» Reading passage
○ ○ ○

Just ask two Jewish groups in New Jersey.


The UJA Federation of Bergen County and North Hudson and the Jewish Community Relations Council of the Jewish Federation of New Jersey had both signed on to co-sponsor an interfaith brunch scheduled for this Sunday, March 28th, which was organized by the various members of a longstanding interfaith coalition.


When a large number of members of the two Jewish groups complained, the interfaith coalition uninvited the American Muslim Union, which was one of two Muslim co-sponsors and jointly listed along with the Dar-ul-Islah Islamic Center as the event's only two hosts.


But appearances can be deceiving.


According to officials at both the mosque and AMU, AMU is very still very much a part of the interfaith brunch. Both organizations, in fact, maintain that their respective levels of participation remain exactly the same as before. And the featured speaker, who was selected by the two groups (and has her own set of problems relating to radicalism), has not changed either.


Given the histories of people involved with AMU and Dar-ul-Islah Islamic Center, it's not difficult to see why so many in the local Jewish community were concerned.


Though the American Muslim Union appears moderate in its official literature — saying it is "dedicated to serving the American Muslim community and its unique needs" — the organization has interlocking leadership with a group that has allegedly raised funds for Hamas and hosted as a guest speaker last year an alleged Hamas member.


Four current and former AMU directors and executives have held or currently hold leadership positions with the Islamic Center of Passaic County (ICPC), a mosque located in Paterson, New Jersey. ICPC was founded in 1989 by, among others, Mohamed el-Mezain, who was the Chairman of the Holy Land Foundation for Relief and Development (HLFRD), which the Treasury Department designated a Specially Designated Global Terrorist in December 2001.

○ ○ ○

» Dataset extract

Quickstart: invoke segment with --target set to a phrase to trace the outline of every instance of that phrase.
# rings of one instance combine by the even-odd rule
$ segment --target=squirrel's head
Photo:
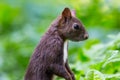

○ ○ ○

» Exercise
Carry on the article about the New Jersey interfaith brunch, starting right after its last sentence.

» Expected output
According to a November 2001 FBI report that served as a basis for Treasury's decision to shut down HLFRD, a "reliable" FBI informant "reported that during a speech at the Islamic Center of Passaic County (ICPC) in November, 1994, Mohammad El-Mezain… admitted that some of the money collected by the ICPC and the HLFRD goes to HAMAS or HAMAS activities in Israel. El-Mezain also defended HAMAS and the activities carried out by HAMAS." Just last February, ICPC hosted a speech by Abdelhaleem Ashqar (http://www.icpc.com/icpcv2/lectures/lectures.icpc?directory=Friday_Lectures), who is identified by several FBI informants cited in the memo as a prominent Hamas member. Ashqar was jailed for two months last fall for his refusal to testify before a federal grand jury probing Hamas.


Although the ties to Hamas are allegations — El-Mezain nor anyone else affiliated with AMU or ICPC has been arrested — AMU has co-sponsored several rallies that any genuinely moderate groups would not associate themselves with. Chief among these rallies is one held in Times Square in April 2002, which called for, among other things, an end to the Israeli "massacres" of Palestinians.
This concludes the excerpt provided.